▶ [SET EXERCISE]:
State how many lines in the items below contain the string "window". Reply with the number only.

▶ [RAW RECORDS]:
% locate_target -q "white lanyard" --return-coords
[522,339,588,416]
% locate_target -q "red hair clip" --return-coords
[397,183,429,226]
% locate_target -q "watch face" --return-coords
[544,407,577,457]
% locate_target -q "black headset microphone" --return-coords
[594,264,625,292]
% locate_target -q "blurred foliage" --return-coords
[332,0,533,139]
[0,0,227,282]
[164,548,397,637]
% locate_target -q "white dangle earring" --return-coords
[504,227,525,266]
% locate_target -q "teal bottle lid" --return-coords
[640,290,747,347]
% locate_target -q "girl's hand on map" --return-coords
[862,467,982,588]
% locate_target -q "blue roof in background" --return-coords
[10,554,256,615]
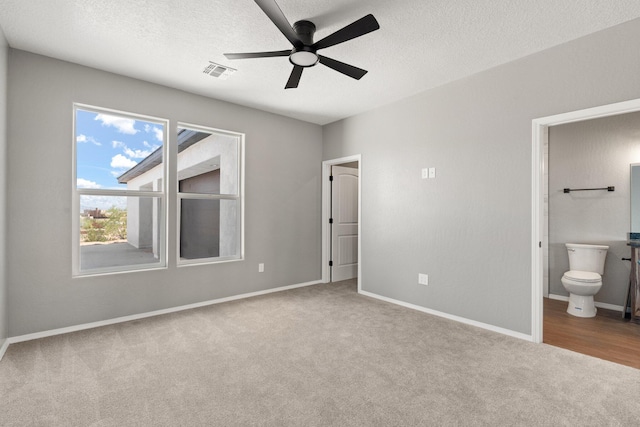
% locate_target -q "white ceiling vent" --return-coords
[202,61,238,80]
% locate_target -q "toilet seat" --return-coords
[563,270,602,283]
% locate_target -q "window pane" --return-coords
[180,199,239,259]
[79,195,162,272]
[75,109,164,190]
[178,127,239,195]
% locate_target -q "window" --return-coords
[73,105,168,275]
[177,125,242,265]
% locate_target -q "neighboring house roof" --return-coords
[118,129,210,184]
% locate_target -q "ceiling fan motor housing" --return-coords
[289,21,319,68]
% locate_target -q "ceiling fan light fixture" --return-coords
[289,46,318,67]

▶ [SOLVED PROBLEM]:
2